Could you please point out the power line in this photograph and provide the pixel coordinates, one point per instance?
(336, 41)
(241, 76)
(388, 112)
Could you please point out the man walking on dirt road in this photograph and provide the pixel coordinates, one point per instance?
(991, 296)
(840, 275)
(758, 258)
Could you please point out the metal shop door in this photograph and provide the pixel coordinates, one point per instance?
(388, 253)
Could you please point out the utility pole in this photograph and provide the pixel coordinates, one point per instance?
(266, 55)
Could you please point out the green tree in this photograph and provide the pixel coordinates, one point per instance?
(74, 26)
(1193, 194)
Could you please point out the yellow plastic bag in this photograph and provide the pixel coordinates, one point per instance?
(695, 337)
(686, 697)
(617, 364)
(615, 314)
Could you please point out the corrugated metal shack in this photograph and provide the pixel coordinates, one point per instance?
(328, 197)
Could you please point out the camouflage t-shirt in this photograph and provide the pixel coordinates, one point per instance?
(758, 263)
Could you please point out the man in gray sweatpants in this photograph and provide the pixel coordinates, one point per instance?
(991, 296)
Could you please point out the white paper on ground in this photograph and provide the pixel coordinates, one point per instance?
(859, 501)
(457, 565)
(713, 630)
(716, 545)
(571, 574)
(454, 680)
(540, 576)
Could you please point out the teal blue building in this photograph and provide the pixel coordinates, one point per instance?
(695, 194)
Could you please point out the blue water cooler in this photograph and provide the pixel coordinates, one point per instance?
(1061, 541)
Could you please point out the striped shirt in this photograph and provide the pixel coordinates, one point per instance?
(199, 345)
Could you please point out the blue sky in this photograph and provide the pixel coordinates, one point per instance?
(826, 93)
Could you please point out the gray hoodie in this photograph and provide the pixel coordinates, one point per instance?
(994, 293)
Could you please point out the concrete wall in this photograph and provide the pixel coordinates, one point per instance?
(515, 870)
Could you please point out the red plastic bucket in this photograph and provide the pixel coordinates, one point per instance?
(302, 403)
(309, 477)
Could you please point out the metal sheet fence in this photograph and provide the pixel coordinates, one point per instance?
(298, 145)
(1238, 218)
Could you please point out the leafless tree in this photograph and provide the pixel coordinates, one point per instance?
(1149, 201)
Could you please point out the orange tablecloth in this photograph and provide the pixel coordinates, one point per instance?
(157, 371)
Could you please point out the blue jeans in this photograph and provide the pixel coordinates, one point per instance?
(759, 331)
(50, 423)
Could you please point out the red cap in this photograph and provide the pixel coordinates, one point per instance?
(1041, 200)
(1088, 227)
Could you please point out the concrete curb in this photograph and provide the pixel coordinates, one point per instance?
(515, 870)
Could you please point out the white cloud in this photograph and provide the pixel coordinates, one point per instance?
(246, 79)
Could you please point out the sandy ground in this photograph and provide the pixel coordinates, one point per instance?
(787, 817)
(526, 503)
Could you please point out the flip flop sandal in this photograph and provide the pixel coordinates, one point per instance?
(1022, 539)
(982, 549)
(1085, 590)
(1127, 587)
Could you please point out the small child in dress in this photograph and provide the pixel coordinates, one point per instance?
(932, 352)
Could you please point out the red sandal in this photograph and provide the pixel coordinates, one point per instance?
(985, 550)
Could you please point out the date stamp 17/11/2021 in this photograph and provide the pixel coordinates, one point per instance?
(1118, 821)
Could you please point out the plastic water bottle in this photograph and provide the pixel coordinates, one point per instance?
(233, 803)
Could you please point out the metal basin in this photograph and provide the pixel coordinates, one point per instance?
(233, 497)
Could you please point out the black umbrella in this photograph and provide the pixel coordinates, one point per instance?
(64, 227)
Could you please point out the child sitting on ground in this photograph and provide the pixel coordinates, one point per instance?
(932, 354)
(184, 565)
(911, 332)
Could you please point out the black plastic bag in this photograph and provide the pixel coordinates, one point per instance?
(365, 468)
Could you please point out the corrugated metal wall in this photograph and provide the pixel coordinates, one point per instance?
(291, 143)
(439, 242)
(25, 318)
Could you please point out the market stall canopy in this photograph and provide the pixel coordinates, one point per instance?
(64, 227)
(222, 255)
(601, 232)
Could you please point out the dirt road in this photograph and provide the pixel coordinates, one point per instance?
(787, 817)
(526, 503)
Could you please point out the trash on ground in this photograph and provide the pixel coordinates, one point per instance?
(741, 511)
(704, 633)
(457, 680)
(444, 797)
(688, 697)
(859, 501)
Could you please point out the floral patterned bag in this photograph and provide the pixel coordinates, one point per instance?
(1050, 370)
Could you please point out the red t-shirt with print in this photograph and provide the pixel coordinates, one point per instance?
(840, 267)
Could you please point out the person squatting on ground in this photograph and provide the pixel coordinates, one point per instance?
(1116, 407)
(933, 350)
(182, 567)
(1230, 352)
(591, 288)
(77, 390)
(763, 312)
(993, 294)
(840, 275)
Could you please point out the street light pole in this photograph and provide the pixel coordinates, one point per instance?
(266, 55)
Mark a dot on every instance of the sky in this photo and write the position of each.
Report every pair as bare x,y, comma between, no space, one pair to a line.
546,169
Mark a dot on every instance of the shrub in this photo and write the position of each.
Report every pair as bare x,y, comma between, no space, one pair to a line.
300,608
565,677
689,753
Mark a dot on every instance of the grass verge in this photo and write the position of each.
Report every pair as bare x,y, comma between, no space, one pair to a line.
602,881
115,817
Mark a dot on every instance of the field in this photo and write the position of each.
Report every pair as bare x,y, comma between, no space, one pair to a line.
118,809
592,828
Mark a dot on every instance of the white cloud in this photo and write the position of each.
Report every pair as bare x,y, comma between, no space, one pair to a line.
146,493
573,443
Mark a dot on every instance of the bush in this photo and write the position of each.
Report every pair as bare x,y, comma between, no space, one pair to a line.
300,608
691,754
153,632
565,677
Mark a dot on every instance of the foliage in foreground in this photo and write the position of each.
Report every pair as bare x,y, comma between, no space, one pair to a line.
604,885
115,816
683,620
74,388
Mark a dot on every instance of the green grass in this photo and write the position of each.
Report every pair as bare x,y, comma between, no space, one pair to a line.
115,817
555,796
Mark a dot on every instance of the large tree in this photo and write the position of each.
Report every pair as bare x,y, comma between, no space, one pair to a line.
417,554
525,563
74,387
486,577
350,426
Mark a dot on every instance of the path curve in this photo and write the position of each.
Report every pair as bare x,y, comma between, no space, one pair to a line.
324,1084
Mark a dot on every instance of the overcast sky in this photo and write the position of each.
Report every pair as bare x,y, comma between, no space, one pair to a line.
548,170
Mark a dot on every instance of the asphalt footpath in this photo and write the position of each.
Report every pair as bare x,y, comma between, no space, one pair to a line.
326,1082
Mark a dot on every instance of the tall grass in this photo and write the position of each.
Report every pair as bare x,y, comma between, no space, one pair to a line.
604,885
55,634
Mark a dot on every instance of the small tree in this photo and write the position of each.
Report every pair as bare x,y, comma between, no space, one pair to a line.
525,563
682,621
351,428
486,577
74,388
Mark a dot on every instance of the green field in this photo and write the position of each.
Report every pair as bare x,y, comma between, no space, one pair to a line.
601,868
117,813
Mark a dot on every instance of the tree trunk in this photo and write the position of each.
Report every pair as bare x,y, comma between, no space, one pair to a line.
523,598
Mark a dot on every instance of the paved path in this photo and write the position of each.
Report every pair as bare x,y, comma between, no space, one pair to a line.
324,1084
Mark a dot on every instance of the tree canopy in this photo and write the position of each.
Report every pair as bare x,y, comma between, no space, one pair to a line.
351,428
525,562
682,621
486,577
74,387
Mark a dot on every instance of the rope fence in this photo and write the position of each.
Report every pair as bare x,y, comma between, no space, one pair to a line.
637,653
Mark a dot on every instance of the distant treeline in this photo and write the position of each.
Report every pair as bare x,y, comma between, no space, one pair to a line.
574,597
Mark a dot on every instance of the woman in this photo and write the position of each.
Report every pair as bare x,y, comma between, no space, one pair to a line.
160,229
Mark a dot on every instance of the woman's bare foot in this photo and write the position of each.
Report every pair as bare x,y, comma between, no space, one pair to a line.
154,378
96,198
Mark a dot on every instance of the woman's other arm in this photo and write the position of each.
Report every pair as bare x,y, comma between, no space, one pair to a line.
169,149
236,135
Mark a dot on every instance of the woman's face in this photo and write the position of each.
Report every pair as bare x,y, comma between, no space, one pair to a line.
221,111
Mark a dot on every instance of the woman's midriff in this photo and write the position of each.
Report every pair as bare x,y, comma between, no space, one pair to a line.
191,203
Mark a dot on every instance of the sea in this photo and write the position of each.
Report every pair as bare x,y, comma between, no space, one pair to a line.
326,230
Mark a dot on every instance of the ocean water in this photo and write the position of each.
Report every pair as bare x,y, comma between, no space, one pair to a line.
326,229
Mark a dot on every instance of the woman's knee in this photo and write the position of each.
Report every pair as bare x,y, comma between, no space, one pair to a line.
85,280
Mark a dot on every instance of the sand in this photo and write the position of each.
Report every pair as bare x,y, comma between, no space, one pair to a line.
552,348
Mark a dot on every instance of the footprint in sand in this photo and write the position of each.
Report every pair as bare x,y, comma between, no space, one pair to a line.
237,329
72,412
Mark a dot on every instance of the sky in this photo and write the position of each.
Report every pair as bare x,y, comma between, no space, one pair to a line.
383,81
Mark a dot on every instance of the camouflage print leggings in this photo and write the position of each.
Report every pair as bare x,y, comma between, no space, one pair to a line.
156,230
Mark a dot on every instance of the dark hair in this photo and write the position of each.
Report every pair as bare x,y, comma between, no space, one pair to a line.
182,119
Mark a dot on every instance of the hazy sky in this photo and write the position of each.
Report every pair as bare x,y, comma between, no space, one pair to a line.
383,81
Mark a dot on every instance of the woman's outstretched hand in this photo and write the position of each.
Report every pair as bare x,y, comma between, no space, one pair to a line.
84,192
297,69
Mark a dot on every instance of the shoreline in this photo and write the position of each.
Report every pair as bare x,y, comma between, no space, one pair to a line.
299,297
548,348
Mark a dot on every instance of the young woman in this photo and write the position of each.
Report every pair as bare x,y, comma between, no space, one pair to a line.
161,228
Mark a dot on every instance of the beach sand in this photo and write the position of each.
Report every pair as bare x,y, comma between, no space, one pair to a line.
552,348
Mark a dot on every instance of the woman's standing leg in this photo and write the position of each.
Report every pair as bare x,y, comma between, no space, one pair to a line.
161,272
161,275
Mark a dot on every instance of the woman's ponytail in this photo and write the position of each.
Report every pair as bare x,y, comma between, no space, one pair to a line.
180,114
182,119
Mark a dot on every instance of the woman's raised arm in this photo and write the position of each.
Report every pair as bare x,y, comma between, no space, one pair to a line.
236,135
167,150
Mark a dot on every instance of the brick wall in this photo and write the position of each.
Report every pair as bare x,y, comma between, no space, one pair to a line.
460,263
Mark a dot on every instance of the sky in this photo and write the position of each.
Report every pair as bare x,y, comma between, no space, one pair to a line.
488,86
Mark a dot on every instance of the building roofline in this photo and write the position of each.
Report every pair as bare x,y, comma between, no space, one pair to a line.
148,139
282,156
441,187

+ + + + + + +

TASK BRIEF
Quote only the lines from the one containing "Mark a dot on every instance of the brick" through the final line of the records, with both ends included.

SOLVED EXERCISE
Mark a dot on every instance of the brick wall in this photo and write the position of each.
Report every pair as bare x,y, comma between, no space, one pair to a line.
460,263
Mark a dot on every instance of the sky in this photo and write the position of each.
Report every pair as bare x,y, comma between, no space, one pair to a line.
488,86
Mark a dot on every instance of the building roofline in this photo and write the position of each.
Report every pair as bare x,y, comma between, no space, one pair to a line.
148,139
282,156
441,187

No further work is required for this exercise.